→ **Source data**:
· · · · · · ·
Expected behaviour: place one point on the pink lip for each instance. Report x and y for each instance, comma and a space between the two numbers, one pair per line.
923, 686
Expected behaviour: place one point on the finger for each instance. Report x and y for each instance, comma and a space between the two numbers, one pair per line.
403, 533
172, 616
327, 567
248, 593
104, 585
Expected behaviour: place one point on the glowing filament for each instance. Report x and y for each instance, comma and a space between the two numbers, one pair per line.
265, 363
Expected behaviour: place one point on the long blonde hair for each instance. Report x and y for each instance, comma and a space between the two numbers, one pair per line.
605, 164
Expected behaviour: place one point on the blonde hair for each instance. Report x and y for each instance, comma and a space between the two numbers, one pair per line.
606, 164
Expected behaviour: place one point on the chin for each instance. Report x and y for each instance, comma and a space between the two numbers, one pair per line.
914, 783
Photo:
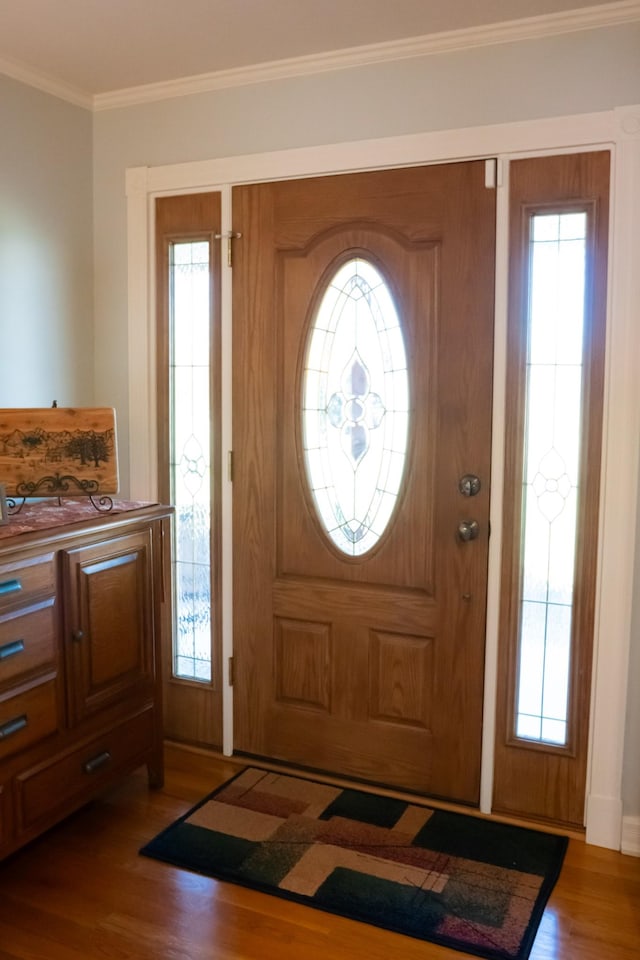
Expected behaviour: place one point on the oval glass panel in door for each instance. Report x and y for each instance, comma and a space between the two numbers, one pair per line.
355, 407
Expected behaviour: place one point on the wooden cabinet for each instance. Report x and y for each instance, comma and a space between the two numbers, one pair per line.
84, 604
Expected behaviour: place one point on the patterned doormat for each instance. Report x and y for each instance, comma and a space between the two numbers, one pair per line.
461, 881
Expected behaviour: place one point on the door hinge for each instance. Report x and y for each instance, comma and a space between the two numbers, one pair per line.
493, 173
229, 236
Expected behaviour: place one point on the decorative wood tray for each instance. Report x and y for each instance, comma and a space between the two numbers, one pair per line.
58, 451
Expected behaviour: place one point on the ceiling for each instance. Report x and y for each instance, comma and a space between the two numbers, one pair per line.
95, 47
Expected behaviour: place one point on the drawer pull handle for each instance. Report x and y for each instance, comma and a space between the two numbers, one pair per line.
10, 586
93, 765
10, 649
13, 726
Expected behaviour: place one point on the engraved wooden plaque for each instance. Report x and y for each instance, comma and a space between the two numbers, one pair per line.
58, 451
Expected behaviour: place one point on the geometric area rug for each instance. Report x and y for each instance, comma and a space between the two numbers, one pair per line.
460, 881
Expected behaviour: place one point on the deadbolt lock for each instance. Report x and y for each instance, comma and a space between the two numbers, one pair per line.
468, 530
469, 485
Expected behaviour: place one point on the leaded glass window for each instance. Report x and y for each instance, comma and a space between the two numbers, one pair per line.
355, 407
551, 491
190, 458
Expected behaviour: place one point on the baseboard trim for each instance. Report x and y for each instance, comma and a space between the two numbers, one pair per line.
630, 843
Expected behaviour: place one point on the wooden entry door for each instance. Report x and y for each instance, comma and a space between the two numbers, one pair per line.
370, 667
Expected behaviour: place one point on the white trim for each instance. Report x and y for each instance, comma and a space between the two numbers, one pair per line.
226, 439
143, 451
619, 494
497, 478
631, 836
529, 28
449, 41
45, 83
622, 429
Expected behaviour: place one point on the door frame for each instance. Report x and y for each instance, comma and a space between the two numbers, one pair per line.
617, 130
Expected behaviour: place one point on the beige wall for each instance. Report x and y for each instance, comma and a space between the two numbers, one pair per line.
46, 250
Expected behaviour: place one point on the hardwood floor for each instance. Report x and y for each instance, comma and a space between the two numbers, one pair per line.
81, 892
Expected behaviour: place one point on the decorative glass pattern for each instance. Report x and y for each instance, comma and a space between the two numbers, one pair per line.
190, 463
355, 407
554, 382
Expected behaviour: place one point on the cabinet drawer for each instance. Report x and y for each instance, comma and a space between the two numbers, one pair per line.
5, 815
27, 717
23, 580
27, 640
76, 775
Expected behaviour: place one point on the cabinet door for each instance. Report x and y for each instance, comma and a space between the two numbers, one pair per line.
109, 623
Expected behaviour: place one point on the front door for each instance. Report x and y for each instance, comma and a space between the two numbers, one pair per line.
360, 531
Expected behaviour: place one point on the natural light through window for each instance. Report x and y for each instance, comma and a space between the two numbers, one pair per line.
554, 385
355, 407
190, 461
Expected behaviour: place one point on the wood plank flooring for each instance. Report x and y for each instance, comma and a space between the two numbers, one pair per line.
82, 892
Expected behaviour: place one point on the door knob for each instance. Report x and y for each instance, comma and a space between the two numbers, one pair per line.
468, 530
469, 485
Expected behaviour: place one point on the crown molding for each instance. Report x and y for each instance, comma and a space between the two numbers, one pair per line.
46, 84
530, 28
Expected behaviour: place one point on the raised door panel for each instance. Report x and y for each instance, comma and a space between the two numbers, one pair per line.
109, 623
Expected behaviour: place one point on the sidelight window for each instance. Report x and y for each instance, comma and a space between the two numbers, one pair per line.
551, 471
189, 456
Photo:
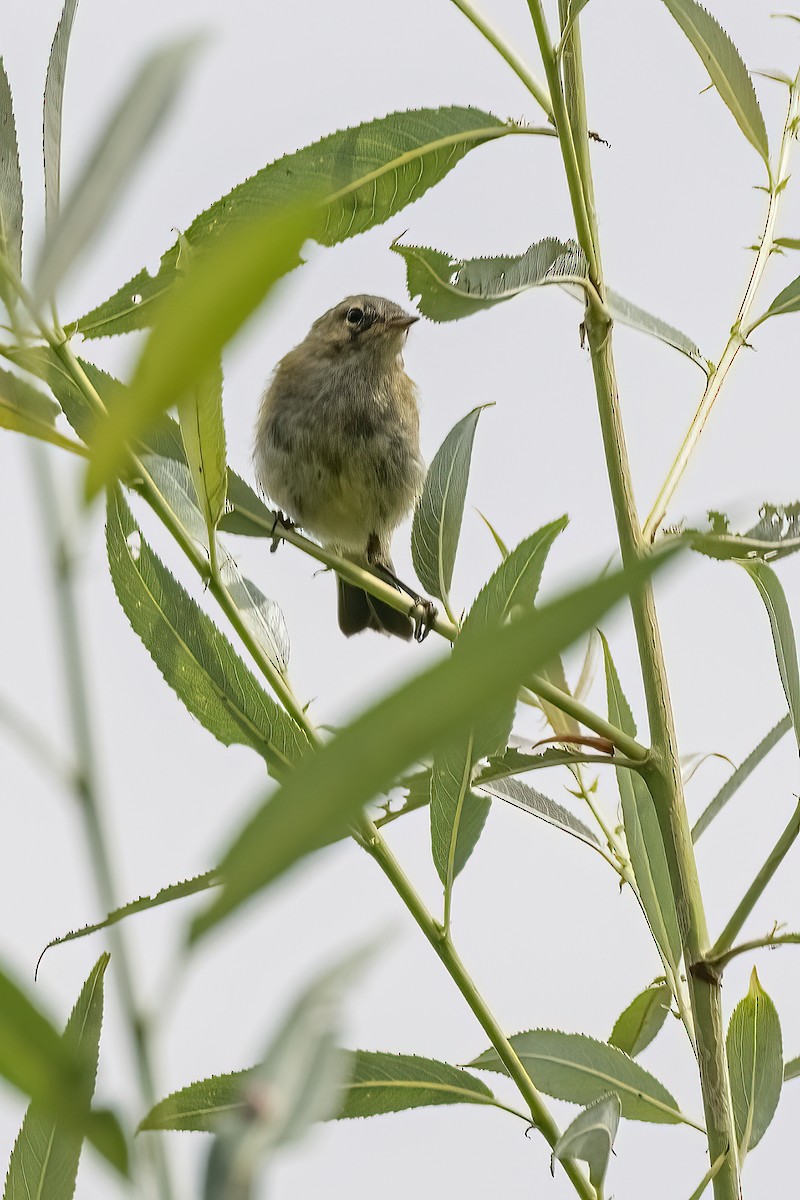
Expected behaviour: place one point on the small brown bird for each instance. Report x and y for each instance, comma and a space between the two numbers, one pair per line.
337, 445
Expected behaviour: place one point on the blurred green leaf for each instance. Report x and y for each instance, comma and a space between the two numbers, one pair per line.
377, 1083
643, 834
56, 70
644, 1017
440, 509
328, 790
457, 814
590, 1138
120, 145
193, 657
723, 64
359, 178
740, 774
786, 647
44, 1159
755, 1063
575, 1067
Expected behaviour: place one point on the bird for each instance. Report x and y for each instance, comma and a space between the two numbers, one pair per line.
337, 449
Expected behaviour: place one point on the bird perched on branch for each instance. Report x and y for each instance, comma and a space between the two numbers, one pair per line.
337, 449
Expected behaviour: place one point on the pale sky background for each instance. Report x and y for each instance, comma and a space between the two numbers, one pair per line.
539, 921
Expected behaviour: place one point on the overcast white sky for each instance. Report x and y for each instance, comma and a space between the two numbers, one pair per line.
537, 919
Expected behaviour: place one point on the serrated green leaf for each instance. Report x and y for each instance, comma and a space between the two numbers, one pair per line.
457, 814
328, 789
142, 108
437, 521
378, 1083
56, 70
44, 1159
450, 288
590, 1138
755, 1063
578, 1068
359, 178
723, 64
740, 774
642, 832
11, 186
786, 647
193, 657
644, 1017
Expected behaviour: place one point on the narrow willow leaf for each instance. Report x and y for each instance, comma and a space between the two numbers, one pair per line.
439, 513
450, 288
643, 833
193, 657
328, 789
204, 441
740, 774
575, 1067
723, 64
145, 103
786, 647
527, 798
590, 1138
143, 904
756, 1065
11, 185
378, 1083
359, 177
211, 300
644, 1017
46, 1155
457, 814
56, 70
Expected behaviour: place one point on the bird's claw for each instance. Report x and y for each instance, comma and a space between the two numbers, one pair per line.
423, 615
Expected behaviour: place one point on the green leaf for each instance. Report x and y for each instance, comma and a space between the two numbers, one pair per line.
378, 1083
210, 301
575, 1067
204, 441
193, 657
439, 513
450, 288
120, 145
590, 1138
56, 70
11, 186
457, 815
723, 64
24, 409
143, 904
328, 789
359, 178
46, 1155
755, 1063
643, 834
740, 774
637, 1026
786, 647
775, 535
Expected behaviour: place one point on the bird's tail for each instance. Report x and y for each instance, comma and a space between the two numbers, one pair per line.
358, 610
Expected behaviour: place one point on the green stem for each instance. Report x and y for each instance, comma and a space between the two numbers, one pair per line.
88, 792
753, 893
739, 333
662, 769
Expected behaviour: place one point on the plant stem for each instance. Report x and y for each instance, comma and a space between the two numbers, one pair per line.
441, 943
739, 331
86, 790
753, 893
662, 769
· · · · · · ·
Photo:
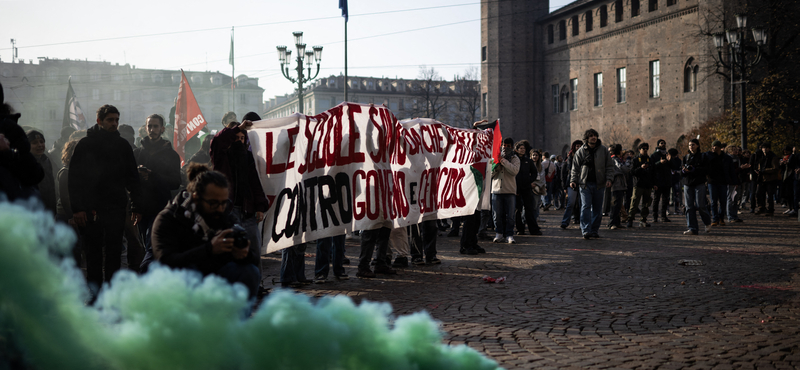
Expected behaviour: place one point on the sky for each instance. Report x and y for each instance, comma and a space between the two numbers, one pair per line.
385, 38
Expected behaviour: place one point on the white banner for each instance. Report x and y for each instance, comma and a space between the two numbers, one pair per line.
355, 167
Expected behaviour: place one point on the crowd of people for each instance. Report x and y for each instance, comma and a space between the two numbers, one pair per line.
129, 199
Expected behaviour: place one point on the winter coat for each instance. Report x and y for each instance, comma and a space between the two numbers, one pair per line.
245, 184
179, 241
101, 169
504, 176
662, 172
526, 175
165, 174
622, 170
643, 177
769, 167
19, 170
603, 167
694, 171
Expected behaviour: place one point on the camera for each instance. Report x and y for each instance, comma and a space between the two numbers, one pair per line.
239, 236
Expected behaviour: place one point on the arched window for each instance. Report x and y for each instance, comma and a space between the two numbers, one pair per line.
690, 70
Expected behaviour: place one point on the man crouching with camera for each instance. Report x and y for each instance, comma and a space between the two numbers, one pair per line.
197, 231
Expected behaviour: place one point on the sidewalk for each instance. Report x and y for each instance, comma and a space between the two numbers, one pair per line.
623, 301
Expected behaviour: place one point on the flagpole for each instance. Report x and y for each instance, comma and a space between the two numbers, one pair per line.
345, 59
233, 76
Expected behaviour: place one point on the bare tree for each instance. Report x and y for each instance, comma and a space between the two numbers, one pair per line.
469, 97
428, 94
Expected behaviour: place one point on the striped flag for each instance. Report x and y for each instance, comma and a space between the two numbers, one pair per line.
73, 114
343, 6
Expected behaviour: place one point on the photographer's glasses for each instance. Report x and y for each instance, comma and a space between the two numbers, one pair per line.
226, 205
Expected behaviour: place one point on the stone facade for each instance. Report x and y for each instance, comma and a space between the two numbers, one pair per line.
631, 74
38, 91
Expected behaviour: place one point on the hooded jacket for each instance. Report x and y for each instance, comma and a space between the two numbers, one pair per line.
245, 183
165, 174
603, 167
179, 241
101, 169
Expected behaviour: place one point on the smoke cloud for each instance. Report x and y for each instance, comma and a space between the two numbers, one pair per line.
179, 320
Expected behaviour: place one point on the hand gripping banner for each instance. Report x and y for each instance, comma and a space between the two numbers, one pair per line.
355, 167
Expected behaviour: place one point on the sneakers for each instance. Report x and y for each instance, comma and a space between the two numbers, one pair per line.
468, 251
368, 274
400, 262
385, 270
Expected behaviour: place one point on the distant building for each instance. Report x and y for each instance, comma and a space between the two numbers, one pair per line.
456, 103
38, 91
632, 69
· · · · · · ·
→ **To do**:
Gather every line in the items above that contains the word "drawer", copying each such line in full.

→ **Correct result**:
Expected behaviour: place one point on the drawer pull handle for each instance. Report x and y for each instance, comma and a space between the two numbers, one pair per line.
Expected behaviour: place one point on the cabinet drawer for each instance. Report x and y for each instance, comma and a space between the two numbers, one pair per line.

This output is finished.